| Quoted passage |
※ ※ ※

Dr Caroline Leaf is a communication pathologist, self-titled cognitive neuroscientist and Christian life coach.  In her latest newsletter to her adoring fans, Dr Leaf has accused sugar and stress of mass murder, with our soul’s approach to stress as their accomplice.

I’m sure Dr Leaf means well, but just because she’s not trying to frighten sales out of the gullible and vulnerable doesn’t mean she gets a free pass on the accuracy of her information.

To boil it down, Dr Leaf’s argument goes something like this:

Our choices turn good stress into bad stress
Bad stress releases excess cortisol which leads to disease and death
Therefore our choices to stress causes disease and death

We control our choices through our minds
Therefore, our mind is the key to stress illness
(oh, and sugar …)

The arguments seem plausible on the surface.  Most people have heard enough about stress to know about ‘good’ stress and ‘bad’ stress.  It doesn’t seem too much of a stretch to say that ‘bad’ stress is a significant cause of disease and death.  In the middle of her essay, Dr Leaf jumps from stress to sugar with no preceding link, but again, most people have heard that sugar is unhealthy, so they would probably just accept that statement too.

※ ※ ※

| Provided material |
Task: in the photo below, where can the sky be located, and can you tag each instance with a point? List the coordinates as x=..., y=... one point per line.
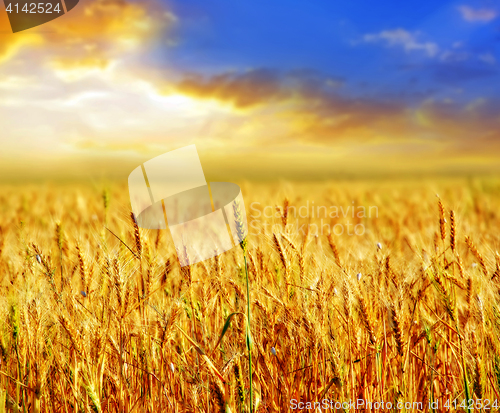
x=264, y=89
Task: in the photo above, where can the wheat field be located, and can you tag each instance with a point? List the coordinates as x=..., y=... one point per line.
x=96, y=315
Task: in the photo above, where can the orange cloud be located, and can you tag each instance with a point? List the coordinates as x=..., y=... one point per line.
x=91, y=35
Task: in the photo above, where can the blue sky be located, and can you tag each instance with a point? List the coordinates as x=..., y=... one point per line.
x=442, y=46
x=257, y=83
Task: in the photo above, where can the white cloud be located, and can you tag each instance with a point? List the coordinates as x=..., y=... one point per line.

※ ※ ※

| Exercises |
(1) In the Dr Leaf passage, what does Dr Leaf accuse of mass murder in her latest newsletter?
(2) Please list every title or role the Dr Leaf passage gives Dr Caroline Leaf.
(3) Quote the Dr Leaf passage starting at "We control our" and ending at "that statement too.".

| Expected outputs |
(1) Sugar and stress, with our soul’s approach to stress as their accomplice.

(2)
- communication pathologist
- self-titled cognitive neuroscientist
- Christian life coach

(3)
We control our choices through our minds
Therefore, our mind is the key to stress illness
(oh, and sugar …)

The arguments seem plausible on the surface.  Most people have heard enough about stress to know about ‘good’ stress and ‘bad’ stress.  It doesn’t seem too much of a stretch to say that ‘bad’ stress is a significant cause of disease and death.  In the middle of her essay, Dr Leaf jumps from stress to sugar with no preceding link, but again, most people have heard that sugar is unhealthy, so they would probably just accept that statement too.